ИСХОДНЫЙ ТЕКСТ:
»»

– Ни одну.
– Это может привести в отчаяние.
– Иногда.
Тем не менее Дидье удается утешить дочь, и она уходит от него несколько успокоенная. Потом он обращается к неизменно загадочной Милиане. Конечно, она заметила его восхищение; она даже заявляет ему, что готова сделать все, что он захочет: все. И он отвечает:
– Я люблю вас. Вот уже три недели, как благодаря вам я снова чувствую себя двадцатилетним, а ведь в свое время я и не заметил, что мне было двадцать… Вы молоды, а я уже нет… Вы свободны, я – нет. Вы не можете меня любить. Так уезжайте, уезжайте и найдите благословенного богами молодого человека, который станет вашим супругом и которого я буду любить как сына…»
Здесь рукопись обрывается.
2 апреля 1895 года в возрасте шестидесяти восьми лет на авеню Ньель, в доме своей дочери Колетты, умерла госпожа Дюма, а через несколько дней началась агония у госпожи Ренье, в маленьком, построенном Эскалье особняке на Римской улице, где она жила вместе со своей дочерью Анриеттой. Дюма похоронил княгиню в Нейи-сюр-Сен, рядом с Катриной Лабе, а 26 июня, меньше чем через три месяца с того дня, как он овдовел, женился на Анриетте в Марли-ле-Руа. Он любил ее с отчаянной страстью. В течение восьми лет он каждый день писал ей. И тем не менее от его соседа Сарду, с которым он делился, мы знаем, что, предпринимая этот решительный шаг, он терзался сомнениями. Не безумие ли со стороны человека, которого так давно преследовало апокалипсическое видение Греха, за порогом семидесятилетия связывать свою жизнь с молодой женщиной такой редкостной красоты? Он знал это, но сдержал данное слово. У него было высокое и суровое понятие о чести.

««

ПРЕДОСТАВЛЕННЫЙ МАТЕРИАЛ:

»»

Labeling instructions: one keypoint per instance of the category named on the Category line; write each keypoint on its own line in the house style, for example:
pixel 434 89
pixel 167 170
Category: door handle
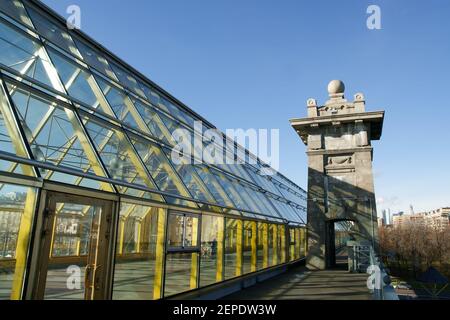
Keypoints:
pixel 87 276
pixel 97 277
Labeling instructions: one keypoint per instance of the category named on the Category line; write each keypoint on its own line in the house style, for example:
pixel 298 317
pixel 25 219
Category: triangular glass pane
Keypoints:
pixel 161 171
pixel 15 10
pixel 119 157
pixel 153 121
pixel 8 144
pixel 213 186
pixel 75 79
pixel 21 53
pixel 55 136
pixel 52 31
pixel 118 101
pixel 94 58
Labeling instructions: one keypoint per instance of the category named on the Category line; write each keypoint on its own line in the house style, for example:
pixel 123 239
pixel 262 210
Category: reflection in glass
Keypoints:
pixel 16 216
pixel 210 268
pixel 15 9
pixel 25 55
pixel 181 273
pixel 230 248
pixel 74 243
pixel 51 30
pixel 136 253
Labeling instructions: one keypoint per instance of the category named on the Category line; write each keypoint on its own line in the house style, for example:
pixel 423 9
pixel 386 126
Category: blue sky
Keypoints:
pixel 254 63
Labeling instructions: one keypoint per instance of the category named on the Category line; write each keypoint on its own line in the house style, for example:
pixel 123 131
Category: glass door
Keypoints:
pixel 74 248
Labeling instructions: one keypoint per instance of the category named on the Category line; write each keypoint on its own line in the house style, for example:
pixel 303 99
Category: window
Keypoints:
pixel 182 254
pixel 139 252
pixel 182 231
pixel 16 213
pixel 211 250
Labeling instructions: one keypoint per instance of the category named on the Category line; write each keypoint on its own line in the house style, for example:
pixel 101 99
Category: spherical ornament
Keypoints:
pixel 336 87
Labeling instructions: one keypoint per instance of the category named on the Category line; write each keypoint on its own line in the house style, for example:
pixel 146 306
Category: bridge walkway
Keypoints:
pixel 302 284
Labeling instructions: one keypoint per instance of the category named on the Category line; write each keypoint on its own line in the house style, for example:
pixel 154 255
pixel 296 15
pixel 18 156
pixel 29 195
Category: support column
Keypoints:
pixel 274 245
pixel 265 245
pixel 159 259
pixel 220 251
pixel 239 238
pixel 254 246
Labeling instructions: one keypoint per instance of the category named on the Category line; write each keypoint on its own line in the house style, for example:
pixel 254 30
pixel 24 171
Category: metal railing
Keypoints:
pixel 363 259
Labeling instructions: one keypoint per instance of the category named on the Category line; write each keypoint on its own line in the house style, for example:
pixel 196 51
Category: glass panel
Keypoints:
pixel 193 182
pixel 74 244
pixel 211 227
pixel 213 186
pixel 56 137
pixel 191 233
pixel 16 215
pixel 127 79
pixel 26 56
pixel 94 58
pixel 119 158
pixel 153 122
pixel 10 141
pixel 230 248
pixel 119 102
pixel 52 31
pixel 175 230
pixel 292 244
pixel 161 171
pixel 262 243
pixel 247 247
pixel 231 192
pixel 79 83
pixel 15 9
pixel 181 273
pixel 272 237
pixel 281 244
pixel 135 264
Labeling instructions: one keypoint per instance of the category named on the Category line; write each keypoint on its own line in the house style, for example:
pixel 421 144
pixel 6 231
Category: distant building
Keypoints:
pixel 381 221
pixel 439 218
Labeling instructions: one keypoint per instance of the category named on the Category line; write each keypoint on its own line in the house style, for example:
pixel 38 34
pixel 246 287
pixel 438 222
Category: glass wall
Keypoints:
pixel 182 258
pixel 232 253
pixel 249 247
pixel 211 262
pixel 263 246
pixel 181 272
pixel 73 115
pixel 139 252
pixel 17 205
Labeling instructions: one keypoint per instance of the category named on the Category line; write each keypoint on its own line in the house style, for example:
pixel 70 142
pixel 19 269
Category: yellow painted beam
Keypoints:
pixel 121 235
pixel 159 260
pixel 282 232
pixel 13 131
pixel 254 246
pixel 220 251
pixel 23 240
pixel 194 257
pixel 306 241
pixel 239 238
pixel 302 242
pixel 194 271
pixel 292 244
pixel 297 243
pixel 265 245
pixel 274 244
pixel 138 242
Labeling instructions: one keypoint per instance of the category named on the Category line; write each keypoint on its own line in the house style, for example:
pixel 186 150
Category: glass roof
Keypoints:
pixel 81 108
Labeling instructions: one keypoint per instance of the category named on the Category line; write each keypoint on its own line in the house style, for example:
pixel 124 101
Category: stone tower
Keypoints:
pixel 338 137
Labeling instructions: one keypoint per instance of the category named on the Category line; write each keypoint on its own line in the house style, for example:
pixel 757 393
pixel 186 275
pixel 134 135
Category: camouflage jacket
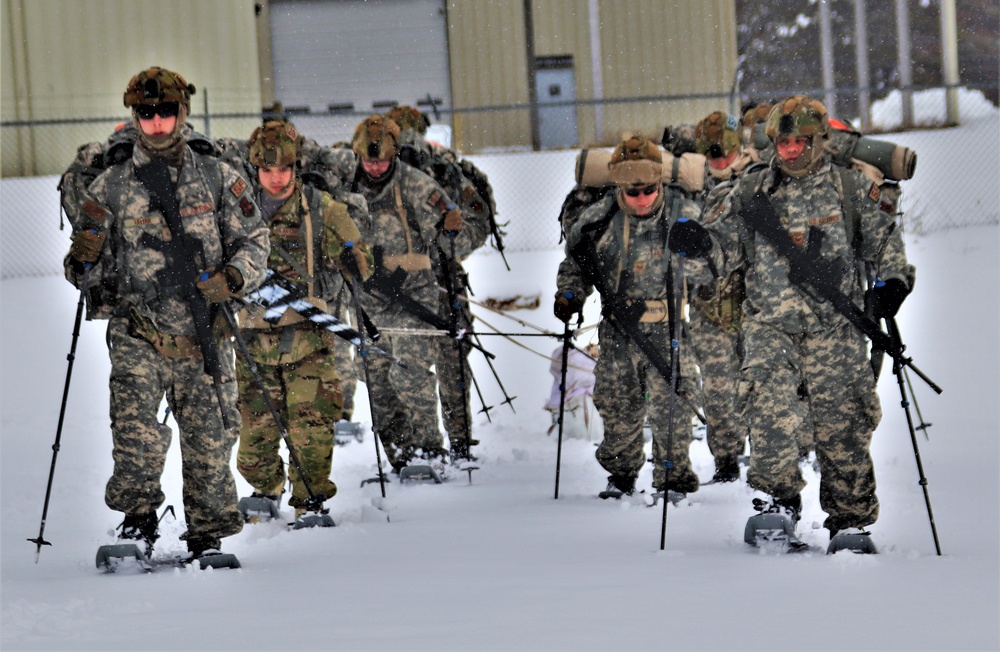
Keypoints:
pixel 441 164
pixel 217 210
pixel 404 226
pixel 813 201
pixel 630 249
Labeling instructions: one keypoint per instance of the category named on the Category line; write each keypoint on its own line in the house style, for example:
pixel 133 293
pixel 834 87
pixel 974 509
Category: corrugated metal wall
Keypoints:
pixel 70 59
pixel 648 48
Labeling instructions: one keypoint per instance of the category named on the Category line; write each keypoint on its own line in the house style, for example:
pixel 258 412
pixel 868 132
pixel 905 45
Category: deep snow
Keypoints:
pixel 499 564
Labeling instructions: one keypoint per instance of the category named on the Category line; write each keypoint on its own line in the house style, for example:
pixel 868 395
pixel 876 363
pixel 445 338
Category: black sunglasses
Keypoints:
pixel 165 110
pixel 647 190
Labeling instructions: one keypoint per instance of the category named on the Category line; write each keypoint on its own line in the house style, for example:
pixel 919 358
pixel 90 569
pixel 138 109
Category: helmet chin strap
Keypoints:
pixel 806 162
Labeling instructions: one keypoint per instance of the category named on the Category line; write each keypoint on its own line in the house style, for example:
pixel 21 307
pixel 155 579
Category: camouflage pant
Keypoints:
pixel 404 403
pixel 804 390
pixel 452 391
pixel 720 364
pixel 306 395
pixel 627 390
pixel 139 378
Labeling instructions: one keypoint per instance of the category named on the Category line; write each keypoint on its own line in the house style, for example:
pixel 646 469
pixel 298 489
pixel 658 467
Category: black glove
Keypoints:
pixel 220 285
pixel 566 305
pixel 885 298
pixel 688 238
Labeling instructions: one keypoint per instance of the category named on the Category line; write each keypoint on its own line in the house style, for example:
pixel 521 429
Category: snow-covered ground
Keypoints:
pixel 500 564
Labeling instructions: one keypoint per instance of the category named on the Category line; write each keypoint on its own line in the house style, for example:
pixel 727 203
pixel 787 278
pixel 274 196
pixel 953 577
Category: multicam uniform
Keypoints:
pixel 805 378
pixel 294 356
pixel 628 388
pixel 154 349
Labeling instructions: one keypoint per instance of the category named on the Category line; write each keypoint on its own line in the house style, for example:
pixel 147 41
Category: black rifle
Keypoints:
pixel 616 306
pixel 185 257
pixel 819 277
pixel 388 288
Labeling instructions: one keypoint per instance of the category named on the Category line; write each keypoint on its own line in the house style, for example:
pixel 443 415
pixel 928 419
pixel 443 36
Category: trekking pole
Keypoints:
pixel 40 540
pixel 923 424
pixel 363 352
pixel 675 364
pixel 454 307
pixel 314 503
pixel 897 370
pixel 567 334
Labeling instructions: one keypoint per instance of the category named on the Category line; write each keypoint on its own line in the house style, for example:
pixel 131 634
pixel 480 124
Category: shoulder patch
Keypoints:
pixel 246 206
pixel 93 209
pixel 238 188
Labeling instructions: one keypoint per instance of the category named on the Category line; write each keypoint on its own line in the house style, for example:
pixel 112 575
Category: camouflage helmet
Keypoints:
pixel 376 137
pixel 755 115
pixel 636 161
pixel 409 119
pixel 798 116
pixel 274 144
pixel 158 86
pixel 717 136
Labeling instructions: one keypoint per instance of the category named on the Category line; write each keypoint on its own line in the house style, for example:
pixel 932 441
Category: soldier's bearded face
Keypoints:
pixel 375 167
pixel 790 148
pixel 277 181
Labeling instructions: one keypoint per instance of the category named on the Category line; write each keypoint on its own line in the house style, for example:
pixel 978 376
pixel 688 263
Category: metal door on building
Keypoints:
pixel 358 55
pixel 555 82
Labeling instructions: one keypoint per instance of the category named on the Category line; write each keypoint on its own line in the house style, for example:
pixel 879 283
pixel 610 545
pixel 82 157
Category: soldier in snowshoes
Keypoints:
pixel 805 379
pixel 628 233
pixel 410 218
pixel 442 164
pixel 155 277
pixel 311 236
pixel 717 305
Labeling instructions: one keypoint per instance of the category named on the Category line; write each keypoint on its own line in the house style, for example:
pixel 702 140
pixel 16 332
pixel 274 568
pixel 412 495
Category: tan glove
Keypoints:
pixel 351 259
pixel 453 220
pixel 87 245
pixel 220 285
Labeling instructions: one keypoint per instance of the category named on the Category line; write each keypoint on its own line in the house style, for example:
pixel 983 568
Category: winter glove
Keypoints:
pixel 353 262
pixel 87 245
pixel 885 298
pixel 688 238
pixel 220 285
pixel 566 305
pixel 452 220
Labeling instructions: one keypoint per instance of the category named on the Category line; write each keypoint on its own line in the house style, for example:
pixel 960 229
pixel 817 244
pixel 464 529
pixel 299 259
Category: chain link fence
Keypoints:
pixel 530 186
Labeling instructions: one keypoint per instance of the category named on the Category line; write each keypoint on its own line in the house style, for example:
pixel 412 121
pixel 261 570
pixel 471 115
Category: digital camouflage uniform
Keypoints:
pixel 154 349
pixel 295 357
pixel 441 164
pixel 805 379
pixel 406 208
pixel 716 305
pixel 628 388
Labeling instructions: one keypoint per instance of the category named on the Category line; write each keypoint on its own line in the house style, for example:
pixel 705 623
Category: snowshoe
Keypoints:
pixel 618 486
pixel 344 432
pixel 419 473
pixel 207 553
pixel 773 529
pixel 856 540
pixel 307 518
pixel 675 497
pixel 727 469
pixel 259 507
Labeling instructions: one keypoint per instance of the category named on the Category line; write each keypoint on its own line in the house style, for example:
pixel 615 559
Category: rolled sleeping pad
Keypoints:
pixel 896 162
pixel 592 169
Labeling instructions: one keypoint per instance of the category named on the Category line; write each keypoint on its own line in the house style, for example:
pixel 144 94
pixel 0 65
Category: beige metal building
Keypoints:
pixel 70 59
pixel 600 49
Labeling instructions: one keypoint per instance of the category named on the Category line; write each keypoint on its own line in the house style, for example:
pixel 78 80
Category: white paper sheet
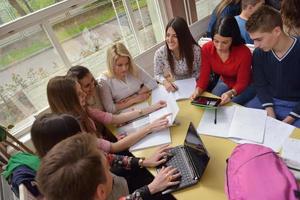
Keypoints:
pixel 221 128
pixel 248 124
pixel 291 150
pixel 141 105
pixel 276 132
pixel 171 107
pixel 153 139
pixel 234 122
pixel 159 93
pixel 185 90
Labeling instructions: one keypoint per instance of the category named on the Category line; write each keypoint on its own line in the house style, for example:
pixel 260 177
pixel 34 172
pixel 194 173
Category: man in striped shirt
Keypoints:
pixel 276 66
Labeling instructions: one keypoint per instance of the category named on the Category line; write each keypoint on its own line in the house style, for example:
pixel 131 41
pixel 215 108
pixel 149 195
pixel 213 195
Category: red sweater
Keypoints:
pixel 235 71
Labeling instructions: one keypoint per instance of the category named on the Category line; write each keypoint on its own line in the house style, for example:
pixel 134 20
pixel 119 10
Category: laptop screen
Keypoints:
pixel 196 150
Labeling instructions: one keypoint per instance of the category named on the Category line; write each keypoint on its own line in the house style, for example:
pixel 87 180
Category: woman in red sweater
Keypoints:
pixel 226 56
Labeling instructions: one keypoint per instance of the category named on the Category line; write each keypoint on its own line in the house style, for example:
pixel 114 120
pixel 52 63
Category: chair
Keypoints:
pixel 8 140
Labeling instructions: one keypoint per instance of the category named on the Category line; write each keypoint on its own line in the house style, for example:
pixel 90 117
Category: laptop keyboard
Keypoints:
pixel 180 161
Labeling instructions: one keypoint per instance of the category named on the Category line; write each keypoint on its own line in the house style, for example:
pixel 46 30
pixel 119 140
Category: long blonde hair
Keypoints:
pixel 113 53
pixel 220 7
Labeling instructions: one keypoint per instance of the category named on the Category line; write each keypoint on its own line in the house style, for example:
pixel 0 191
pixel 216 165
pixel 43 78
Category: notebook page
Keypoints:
pixel 291 150
pixel 171 107
pixel 141 105
pixel 185 90
pixel 276 132
pixel 248 124
pixel 221 128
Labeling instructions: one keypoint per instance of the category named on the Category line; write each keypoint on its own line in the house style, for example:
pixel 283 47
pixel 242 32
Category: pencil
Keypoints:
pixel 215 116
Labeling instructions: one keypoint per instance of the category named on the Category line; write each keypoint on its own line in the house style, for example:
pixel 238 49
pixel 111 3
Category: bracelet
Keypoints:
pixel 232 93
pixel 141 162
pixel 141 112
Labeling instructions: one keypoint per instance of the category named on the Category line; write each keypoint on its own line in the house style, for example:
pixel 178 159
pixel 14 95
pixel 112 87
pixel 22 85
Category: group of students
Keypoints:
pixel 77 165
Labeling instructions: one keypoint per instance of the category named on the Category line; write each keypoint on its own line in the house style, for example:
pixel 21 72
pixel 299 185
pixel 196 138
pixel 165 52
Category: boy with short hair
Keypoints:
pixel 276 66
pixel 248 8
pixel 75 169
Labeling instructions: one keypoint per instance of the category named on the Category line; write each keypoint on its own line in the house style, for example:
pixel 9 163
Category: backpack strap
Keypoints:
pixel 297 193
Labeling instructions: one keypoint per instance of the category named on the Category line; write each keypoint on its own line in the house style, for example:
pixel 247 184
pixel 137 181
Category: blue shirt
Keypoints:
pixel 230 10
pixel 278 77
pixel 242 25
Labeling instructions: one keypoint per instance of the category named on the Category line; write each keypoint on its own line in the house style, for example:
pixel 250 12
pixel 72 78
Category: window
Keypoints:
pixel 13 9
pixel 205 8
pixel 78 35
pixel 27 62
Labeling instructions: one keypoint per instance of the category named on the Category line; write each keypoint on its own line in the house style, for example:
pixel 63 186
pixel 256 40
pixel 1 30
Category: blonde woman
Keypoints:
pixel 124 84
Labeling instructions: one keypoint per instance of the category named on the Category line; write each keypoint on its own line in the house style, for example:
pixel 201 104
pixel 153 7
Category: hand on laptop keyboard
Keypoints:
pixel 166 177
pixel 159 157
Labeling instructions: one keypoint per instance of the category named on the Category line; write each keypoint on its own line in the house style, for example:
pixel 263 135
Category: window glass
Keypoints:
pixel 27 61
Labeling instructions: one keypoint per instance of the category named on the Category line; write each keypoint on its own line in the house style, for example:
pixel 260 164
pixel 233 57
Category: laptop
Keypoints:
pixel 190 159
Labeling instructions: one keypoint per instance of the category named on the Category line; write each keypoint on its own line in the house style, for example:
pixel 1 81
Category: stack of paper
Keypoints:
pixel 185 90
pixel 234 122
pixel 155 138
pixel 291 150
pixel 276 132
pixel 245 125
pixel 290 154
pixel 139 106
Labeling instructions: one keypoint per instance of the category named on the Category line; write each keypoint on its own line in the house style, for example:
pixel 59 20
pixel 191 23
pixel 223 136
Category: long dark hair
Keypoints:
pixel 185 41
pixel 228 27
pixel 62 98
pixel 78 72
pixel 49 129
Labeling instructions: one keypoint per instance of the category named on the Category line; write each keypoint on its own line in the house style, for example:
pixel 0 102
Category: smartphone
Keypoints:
pixel 206 101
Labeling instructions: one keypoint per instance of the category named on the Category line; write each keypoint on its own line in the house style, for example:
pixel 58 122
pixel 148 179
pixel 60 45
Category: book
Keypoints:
pixel 206 102
pixel 276 132
pixel 235 122
pixel 185 89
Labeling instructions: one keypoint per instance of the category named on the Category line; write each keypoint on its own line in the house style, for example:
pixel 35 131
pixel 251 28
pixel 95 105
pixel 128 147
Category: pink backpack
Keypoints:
pixel 255 172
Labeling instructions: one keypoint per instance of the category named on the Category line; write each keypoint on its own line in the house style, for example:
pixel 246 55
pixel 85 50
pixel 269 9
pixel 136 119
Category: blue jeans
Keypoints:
pixel 241 99
pixel 282 108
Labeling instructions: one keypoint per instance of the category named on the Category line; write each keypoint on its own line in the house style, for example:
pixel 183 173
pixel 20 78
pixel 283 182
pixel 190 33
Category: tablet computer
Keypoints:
pixel 203 101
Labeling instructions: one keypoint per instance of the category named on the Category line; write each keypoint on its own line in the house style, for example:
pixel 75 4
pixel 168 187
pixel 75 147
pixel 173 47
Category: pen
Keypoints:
pixel 215 116
pixel 174 86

««

ЗАДАНИЯ:
1: Где, согласно отрывку о Дюма, он женился на Анриетте?
2: Повторите отрывок о Дюма слово в слово: всё от слов «Тем не менее Дидье» и до слов «Здесь рукопись обрывается.».
Этот материал существует отдельно от отрывка о Дюма и с ним не связан.

ОТВЕТЫ К УПРАЖНЕНИЮ:
1: В Марли-ле-Руа.

2:
Тем не менее Дидье удается утешить дочь, и она уходит от него несколько успокоенная. Потом он обращается к неизменно загадочной Милиане. Конечно, она заметила его восхищение; она даже заявляет ему, что готова сделать все, что он захочет: все. И он отвечает:
– Я люблю вас. Вот уже три недели, как благодаря вам я снова чувствую себя двадцатилетним, а ведь в свое время я и не заметил, что мне было двадцать… Вы молоды, а я уже нет… Вы свободны, я – нет. Вы не можете меня любить. Так уезжайте, уезжайте и найдите благословенного богами молодого человека, который станет вашим супругом и которого я буду любить как сына…»
Здесь рукопись обрывается.